Tasks to perform
**a)** Pull from the blog post about Gaza the stretch from "Friday, June 30, 2006" through "Israeli newspaper Haaretz.", copied word for word.
**b)** Write a continuation of the blog post about Gaza, picking up right after its last sentence.

Document segment

Friday, June 30, 2006
I am still on "vacation" (regular edition will return sometime in July) but I could not ignore what is happening to the civilian population of Gaza. Below you will find a report from the UN on the situation, a commentary printed in CounterPunch, and an editorial from the Israeli newspaper Haaretz.
UN aid chief warns Gaza is on the verge of humanitarian crisis
Gaza is three days away from a deadly humanitarian crisis unless Israel promptly restores fuel and electricity to the densely populated area after its offensive to free an abducted soldier, the United Nations aid chief warned on Thursday.
"They are heading for the abyss unless they get electricity and fuel restored," said Emergency Relief Coordinator Jan Egeland, who also urged the Palestinians to free the soldier and clamp down on militants firing rockets into Israel.
Without clean water in the hot summer weather, "we would in days see a major humanitarian crisis," he said. Military action targeting innocent civilians violates international humanitarian law, he added.
"I am confident that neither of the two want to see a massive increase in mortality in the Gaza," where children make up about half of the area's 1.4 million people, Egeland told a small group of reporters.

Available data
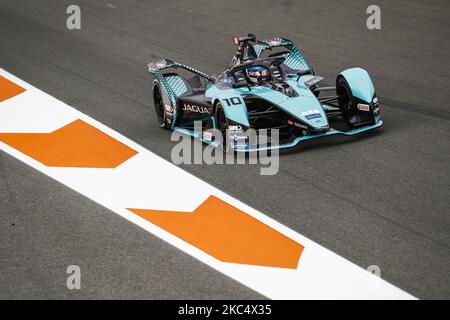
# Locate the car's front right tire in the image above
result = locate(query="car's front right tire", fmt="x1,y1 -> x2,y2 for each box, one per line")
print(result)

Replies
**a)**
Friday, June 30, 2006
I am still on "vacation" (regular edition will return sometime in July) but I could not ignore what is happening to the civilian population of Gaza. Below you will find a report from the UN on the situation, a commentary printed in CounterPunch, and an editorial from the Israeli newspaper Haaretz.

**b)**
At the heart of the crisis, he said, was Israel's bombing of Gaza's sole power plant, which supplies about 40 percent of the area's electricity. The remaining power comes from Israel.
An estimated 130 Gaza wells require electricity to pump water, and while some have backup pumps that run on diesel fuel, Israel has allowed no fuel to flow into Gaza for four days, leaving it dependent on emergency supplies expected to last another three days.
Egeland, who as Norway's deputy foreign minister helped orchestrate secret 1992 talks between Israel and the Palestinians that led to the Oslo accords, lamented that both sides in the conflict appeared intent on perpetuating an endless cycle of violence.
"They are locked in a situation where they do their utmost to cut the bridges between them and create hatred that bodes ill for the future," he said. "Why do they do things that are so counter to their own interests?"
Red Cross looks to send medical supplies to Gaza
The International Committee of the Red Cross (ICRC), concerned about escalating Middle East violence, called on Friday for Israel to allow urgent medical supplies into Gaza.
Dorothea Krimitsas, ICRC spokeswoman, said Israel was obliged under international law - including the Geneva Conventions - to ensure that humanitarian supplies reach Palestinian civilians.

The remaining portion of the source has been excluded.